■ **Request**: Switch each "keypoint" in the records below to "point marker" and write the lines out again, with everything else left unchanged.

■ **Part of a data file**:
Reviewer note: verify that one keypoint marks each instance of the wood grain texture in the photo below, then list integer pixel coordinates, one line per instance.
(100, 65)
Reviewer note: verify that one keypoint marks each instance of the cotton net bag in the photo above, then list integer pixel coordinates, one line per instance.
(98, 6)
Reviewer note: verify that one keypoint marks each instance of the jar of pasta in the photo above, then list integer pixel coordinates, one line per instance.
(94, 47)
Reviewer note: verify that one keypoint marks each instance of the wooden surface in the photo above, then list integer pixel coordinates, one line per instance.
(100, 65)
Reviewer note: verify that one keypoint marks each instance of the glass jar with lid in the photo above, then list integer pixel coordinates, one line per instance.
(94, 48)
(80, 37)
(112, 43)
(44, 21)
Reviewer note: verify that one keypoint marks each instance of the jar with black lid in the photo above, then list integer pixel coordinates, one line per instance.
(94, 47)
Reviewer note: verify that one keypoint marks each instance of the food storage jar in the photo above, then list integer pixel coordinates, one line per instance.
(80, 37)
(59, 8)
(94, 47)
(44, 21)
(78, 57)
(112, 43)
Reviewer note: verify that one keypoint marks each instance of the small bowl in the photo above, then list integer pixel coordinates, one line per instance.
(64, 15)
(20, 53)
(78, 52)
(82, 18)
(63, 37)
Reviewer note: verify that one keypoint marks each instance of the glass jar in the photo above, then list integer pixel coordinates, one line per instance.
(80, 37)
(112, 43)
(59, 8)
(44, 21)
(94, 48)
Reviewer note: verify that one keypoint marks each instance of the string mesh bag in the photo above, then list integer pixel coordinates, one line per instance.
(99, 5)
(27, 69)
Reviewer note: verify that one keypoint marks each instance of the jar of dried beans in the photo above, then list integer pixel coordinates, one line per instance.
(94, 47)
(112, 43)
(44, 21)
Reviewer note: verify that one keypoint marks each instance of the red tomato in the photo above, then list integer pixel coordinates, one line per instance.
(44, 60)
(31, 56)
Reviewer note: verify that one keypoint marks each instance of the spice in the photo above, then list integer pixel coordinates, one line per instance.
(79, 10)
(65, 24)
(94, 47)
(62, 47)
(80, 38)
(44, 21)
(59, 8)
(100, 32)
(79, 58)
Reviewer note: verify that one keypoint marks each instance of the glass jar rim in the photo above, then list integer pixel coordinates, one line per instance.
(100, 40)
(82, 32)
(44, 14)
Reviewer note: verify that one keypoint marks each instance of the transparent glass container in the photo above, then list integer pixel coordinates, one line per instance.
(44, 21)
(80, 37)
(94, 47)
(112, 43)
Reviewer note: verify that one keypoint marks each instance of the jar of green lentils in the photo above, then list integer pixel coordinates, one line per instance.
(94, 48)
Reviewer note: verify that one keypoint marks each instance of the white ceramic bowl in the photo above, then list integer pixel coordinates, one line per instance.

■ **The response**:
Reviewer note: verify that one point marker marks each instance of the wood grain texture in the photo below, then list integer pixel coordinates, one line per instance.
(100, 65)
Reviewer note: verify that one point marker marks each instance of the cotton net bag in the photo above, then list integer pixel coordinates, one line per instance.
(98, 6)
Reviewer note: verify that one point marker marks each instance of the jar of pasta in the photo above, then list integer pixel coordinates, one line per instance.
(94, 47)
Reviewer note: verify that one point marker marks each instance of the wooden surface in the photo above, then list integer pixel coordinates, one line per instance.
(100, 65)
Reviewer note: verify that one point marker marks each instance of the glass jar with lid in the photo above, then list integer pixel coordinates, one line per instance.
(94, 48)
(80, 37)
(112, 43)
(44, 21)
Reviewer note: verify that one point marker marks each instance of the jar with black lid in the photo above, then list integer pixel coordinates, one line per instance.
(94, 47)
Reviewer note: verify that one point marker marks each instance of the food storage jar in the photo above, then list integer pixel coordinates, one line per instance.
(80, 37)
(59, 8)
(94, 47)
(44, 21)
(78, 57)
(112, 43)
Reviewer note: verify that one point marker marks each instance of the small bowl in the photo above, then list integer pixel coordinates, one line per instance.
(64, 15)
(20, 53)
(78, 52)
(82, 18)
(63, 37)
Reviewer note: verify that one point marker marks each instance of the glass jar in the photo above, then list integer pixel coordinates, one line per instance.
(80, 37)
(112, 43)
(59, 8)
(44, 21)
(94, 48)
Reviewer note: verify that one point marker marks each instance of the string mesh bag in the photo above, then list integer pixel coordinates, one line per instance.
(99, 5)
(27, 69)
Reviewer note: verify that one point marker marks each instance of the jar of dried beans in the photo above, then list integer pixel coordinates, one line per instance.
(94, 47)
(112, 43)
(44, 21)
Reviewer note: verify that one point marker marks each instance of the red tomato in the photo above, then list integer pixel coordinates, one line per instance.
(44, 60)
(31, 56)
Reviewer note: verify that one point marker marks each instance of the spice in the photo above, then list integer pixel coordinates, one line per instance.
(79, 10)
(65, 24)
(94, 47)
(62, 47)
(80, 38)
(44, 21)
(59, 8)
(100, 32)
(79, 58)
Reviewer note: verify that one point marker marks each instance of the glass jar rim in the photo above, then list integer pixel coordinates, one line per instance.
(100, 40)
(82, 32)
(44, 14)
Reviewer note: verify that one point marker marks each instance of the transparent glass container in the photo above, then list integer pixel coordinates, one line per instance.
(44, 21)
(80, 37)
(94, 47)
(112, 43)
Reviewer note: verify that one point marker marks each instance of the jar of green lentils in the photo above, then list integer pixel coordinates, one line per instance.
(94, 48)
Reviewer note: verify that one point marker marks each instance of the white ceramic bowl in the photo above, then list integer pixel coordinates, one line per instance.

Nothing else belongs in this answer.